Excerpted text.
* * * *
Solved – mgcv::gam overfitting

generalized-additive-modelmgcvoverfitting

I'm trying to fit a cubic smoothing spline model to a longitudinal data using mgcv:gam. I have 30 observations collected from 5 subjects (A, B, C, D, and E) at 6 time points (0, 1, 144, 600, 1440, and 2160 hours). I fit the model as follows:

require(mgcv)
# data is ordered as A-t1, A-t2, ..., A-t6, B-t1, B-t2, ..., E-t6
data <-  c(4.9, 9.8, 6.7, 4.4, 4.5, 4.5, 4.8, 6.8, 4.4, 4.3, 4.4, 4.5, 5.2, 9.6, 5.9,
           4.5, 5.0, 4.7, 5.6, 9.9, 6.0, 4.8, 5.1, 4.5, 4.5, 9.2, 6.2, 4.9, 5.0, 5.7)  
subject <- rep(c("A","B","C","D","E"),each=6)  
subject <- factor(subject)
time <- rep(c(0,1,144,600,1440,2160),5)
# fit gam with random intercept and random slope
fit <- gam(data ~ s(time, k=6, bs="cr") + s(subject, bs="re") + s(time, subject, bs="re"),
           family=gaussian(), method="REML")  
# predict fit at a discretized grid  
t.pred <- seq(0,2160,length.out=100)  
fit.pred <- predict(fit, newdata=data.frame(time=t.pred,subject="C"), type="response",
                    exclude=c("s(subject)","s(time,subject)"), se.fit=F)  

When I plot the predicted fit, it is clear that the model has overfit the data (observed data points are superimposed in black). I tried different parameters (choice of smoother, smoothing parameter estimation method, and gam.control options such as epsilon, maxit, mgcv.tole, etc.) but have not been able to fix this issue. I would appreciate your help!

plot(t.pred, fit.pred, type="l", lwd=2, col="red")  
points(time, data)

Overfit model
I'm also including a trellis plot of raw data, where observations are connected by lines, suggesting the correct trend for the fit.
* * * *
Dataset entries
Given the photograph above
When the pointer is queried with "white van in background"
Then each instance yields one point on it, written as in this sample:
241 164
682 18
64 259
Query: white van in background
* * * *
Job A.
In the mgcv overfitting post:
(i) How many observations were collected, and from how many subjects?
(ii) What smoothing parameter estimation method is passed to gam?
(iii) How many values does the prediction grid t.pred contain?
Job B. What are all the time points, in hours, at which the mgcv overfitting post says data were collected?
Job C. Can you extract the passage of the mgcv overfitting post between "Solved – mgcv::gam" and "time <- rep(c(0,1,144,600,1440,2160),5)", inclusive?

Written solution A.
(i) 30 observations from 5 subjects
(ii) REML
(iii) 100

Written solution B. 0, 1, 144, 600, 1440, 2160

Written solution C.
Solved – mgcv::gam overfitting

generalized-additive-modelmgcvoverfitting

I'm trying to fit a cubic smoothing spline model to a longitudinal data using mgcv:gam. I have 30 observations collected from 5 subjects (A, B, C, D, and E) at 6 time points (0, 1, 144, 600, 1440, and 2160 hours). I fit the model as follows:

require(mgcv)
# data is ordered as A-t1, A-t2, ..., A-t6, B-t1, B-t2, ..., E-t6
data <-  c(4.9, 9.8, 6.7, 4.4, 4.5, 4.5, 4.8, 6.8, 4.4, 4.3, 4.4, 4.5, 5.2, 9.6, 5.9,
           4.5, 5.0, 4.7, 5.6, 9.9, 6.0, 4.8, 5.1, 4.5, 4.5, 9.2, 6.2, 4.9, 5.0, 5.7)  
subject <- rep(c("A","B","C","D","E"),each=6)  
subject <- factor(subject)
time <- rep(c(0,1,144,600,1440,2160),5)